═══ ENTRIES PROVIDED
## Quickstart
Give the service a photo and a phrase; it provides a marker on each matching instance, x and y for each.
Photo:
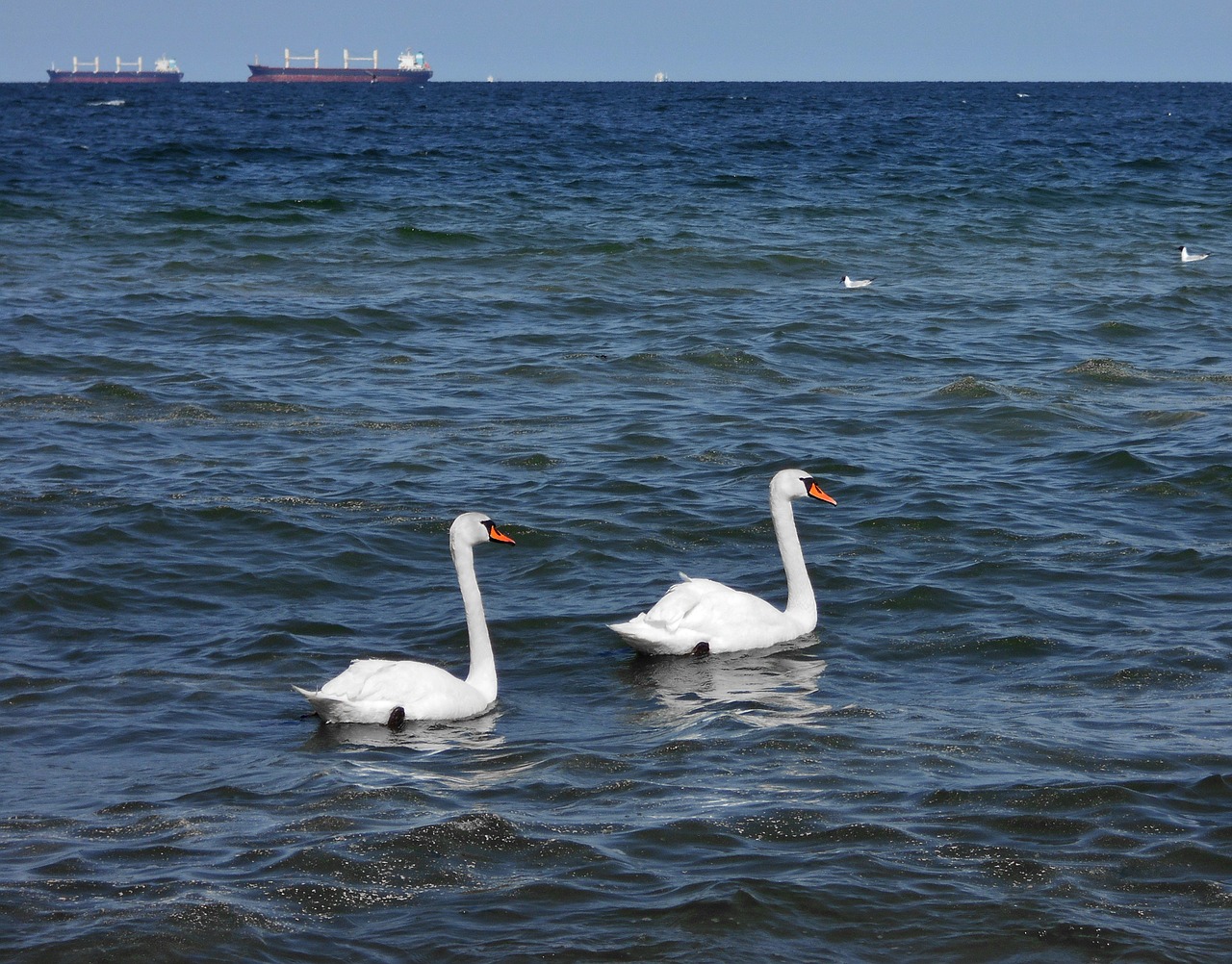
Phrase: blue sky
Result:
(632, 39)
══════
WHAT TO PRODUCE: An exact copy of every entry above is needed, with the pictures left out.

EXPECTED OUTPUT:
## Quickstart
Give the service a photo and a phrase; it provides a marker on each matching instance, x and y for each.
Photo:
Phrase: blue sky
Result:
(632, 39)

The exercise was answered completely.